### DIRECTION
Return the lines of the data below exactly as they appear, starting from the line containing "For the benchmark card, identify each instance of the sea in" and continuing through the end of the data, both ends included.

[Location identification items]
——————————
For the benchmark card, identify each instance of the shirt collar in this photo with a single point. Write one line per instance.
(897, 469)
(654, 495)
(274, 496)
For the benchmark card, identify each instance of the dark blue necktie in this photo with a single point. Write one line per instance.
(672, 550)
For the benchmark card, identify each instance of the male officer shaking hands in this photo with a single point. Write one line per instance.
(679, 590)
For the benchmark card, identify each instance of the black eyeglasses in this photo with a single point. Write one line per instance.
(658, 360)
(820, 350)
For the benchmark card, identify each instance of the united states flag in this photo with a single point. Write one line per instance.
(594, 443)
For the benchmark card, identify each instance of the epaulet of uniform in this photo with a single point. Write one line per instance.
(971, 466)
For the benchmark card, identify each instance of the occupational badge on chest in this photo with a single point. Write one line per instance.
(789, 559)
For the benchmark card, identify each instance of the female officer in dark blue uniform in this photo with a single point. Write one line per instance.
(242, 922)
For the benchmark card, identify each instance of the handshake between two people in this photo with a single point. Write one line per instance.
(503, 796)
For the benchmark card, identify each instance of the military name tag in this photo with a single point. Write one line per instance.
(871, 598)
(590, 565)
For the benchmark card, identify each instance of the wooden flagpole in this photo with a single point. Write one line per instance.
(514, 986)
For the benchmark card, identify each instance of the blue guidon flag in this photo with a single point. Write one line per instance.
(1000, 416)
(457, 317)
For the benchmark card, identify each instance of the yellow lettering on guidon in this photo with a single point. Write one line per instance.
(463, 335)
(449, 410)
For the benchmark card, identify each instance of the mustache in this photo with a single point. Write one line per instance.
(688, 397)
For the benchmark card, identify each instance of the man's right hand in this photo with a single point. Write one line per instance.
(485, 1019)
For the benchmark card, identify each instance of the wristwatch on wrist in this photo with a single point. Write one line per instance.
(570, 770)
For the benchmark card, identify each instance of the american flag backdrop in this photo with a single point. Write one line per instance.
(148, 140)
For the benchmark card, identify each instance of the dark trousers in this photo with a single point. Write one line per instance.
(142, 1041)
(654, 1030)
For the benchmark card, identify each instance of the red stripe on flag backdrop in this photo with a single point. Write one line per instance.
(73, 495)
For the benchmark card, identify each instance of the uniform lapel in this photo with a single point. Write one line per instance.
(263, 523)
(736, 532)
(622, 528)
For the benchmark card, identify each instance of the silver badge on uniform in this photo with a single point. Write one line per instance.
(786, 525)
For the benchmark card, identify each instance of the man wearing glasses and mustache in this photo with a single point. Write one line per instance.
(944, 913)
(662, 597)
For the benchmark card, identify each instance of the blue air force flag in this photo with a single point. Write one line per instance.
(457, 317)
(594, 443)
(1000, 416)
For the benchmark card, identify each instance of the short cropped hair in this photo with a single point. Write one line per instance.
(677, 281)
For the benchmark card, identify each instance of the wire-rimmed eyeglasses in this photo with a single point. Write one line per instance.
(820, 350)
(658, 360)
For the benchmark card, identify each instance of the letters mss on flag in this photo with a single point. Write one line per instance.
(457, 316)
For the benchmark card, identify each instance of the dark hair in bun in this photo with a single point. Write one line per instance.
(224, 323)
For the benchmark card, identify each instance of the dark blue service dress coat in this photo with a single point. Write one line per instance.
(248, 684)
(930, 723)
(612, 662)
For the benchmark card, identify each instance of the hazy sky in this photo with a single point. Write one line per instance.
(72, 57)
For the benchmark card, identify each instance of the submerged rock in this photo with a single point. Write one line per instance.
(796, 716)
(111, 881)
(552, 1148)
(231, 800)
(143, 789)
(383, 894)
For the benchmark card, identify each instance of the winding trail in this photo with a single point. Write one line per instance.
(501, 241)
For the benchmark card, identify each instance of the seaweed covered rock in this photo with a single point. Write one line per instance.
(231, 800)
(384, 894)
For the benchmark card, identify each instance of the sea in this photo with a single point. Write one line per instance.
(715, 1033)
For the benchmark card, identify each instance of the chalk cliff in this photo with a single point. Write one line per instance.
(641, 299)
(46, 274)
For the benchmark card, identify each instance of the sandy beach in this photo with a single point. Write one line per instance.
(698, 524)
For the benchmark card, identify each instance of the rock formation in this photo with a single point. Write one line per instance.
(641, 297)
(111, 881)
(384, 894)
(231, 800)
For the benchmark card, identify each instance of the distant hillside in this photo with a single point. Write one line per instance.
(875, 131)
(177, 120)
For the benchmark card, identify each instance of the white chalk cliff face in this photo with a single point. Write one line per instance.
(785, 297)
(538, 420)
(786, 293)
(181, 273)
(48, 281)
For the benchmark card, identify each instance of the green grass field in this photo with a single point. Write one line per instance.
——————————
### WRITTEN RESPONSE
For the benchmark card, identify each instance of the sea in this photo with a single point. Write one line per instance.
(715, 1033)
For the benchmark card, identify each instance of the chalk cliff in this photo with a single point. Write one line per instance.
(641, 299)
(46, 274)
For the benchmark card, identify each instance of the sandy beach in this photo with a single point. Write one line per instance.
(698, 524)
For the benchmark card, identify each instance of the rock formation in this photo with a single point. Write one line per instance.
(641, 297)
(111, 881)
(384, 894)
(231, 800)
For the benchmark card, identify each instance of the distant hillside in this photo with a single point. Write one line per instance.
(875, 131)
(177, 120)
For the benchmark card, identify each instance of the white chalk cliff face in this photo with a single point. Write one line per instance.
(785, 297)
(538, 420)
(786, 293)
(181, 273)
(48, 281)
For the benchmark card, identify each instance of the green grass field in this photo with a single point. Write one line per instance.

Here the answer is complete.